(Point-per-instance localization data)
BEGIN
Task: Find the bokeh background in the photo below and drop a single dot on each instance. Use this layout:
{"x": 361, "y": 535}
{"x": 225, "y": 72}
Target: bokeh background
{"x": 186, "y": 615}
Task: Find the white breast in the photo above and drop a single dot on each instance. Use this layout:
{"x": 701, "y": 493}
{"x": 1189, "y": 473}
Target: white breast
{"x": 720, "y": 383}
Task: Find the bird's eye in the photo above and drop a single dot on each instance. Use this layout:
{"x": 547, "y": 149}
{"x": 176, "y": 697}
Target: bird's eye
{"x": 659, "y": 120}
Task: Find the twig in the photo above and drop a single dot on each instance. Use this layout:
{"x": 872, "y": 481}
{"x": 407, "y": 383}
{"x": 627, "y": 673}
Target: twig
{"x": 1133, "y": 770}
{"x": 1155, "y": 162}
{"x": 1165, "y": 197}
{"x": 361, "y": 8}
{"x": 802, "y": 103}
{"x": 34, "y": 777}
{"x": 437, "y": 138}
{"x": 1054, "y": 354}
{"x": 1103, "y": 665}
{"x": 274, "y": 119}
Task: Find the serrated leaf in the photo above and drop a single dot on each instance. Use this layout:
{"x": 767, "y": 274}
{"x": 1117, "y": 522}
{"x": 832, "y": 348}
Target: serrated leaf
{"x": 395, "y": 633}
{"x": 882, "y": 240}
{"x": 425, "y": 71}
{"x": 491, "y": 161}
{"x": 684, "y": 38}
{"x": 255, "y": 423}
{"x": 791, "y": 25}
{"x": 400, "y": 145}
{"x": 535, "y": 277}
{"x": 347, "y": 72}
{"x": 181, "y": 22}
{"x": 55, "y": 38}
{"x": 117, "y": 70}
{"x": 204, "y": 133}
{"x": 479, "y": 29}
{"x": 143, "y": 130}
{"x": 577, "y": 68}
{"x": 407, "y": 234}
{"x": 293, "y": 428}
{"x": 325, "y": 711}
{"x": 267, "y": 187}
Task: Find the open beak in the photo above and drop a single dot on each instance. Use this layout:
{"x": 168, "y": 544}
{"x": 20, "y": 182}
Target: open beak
END
■ WORK ORDER
Would you filter the records and copy each line that contains the word "above"?

■ OUTPUT OF THE TASK
Task: Find the white breast in the photo above and drop a single dot on each instance. Use this layout:
Task: Find the bird's eye in the photo above and drop a single dot on each instance. Use this layout:
Task: Find the twig in the photo above and drop a single dot on each instance. Use this layout:
Task: Find the serrated leaf in the photo above and drop a single dot on each instance. Use this layout:
Task: Find the open beak in the photo above and drop a single dot on each instance. Use this layout:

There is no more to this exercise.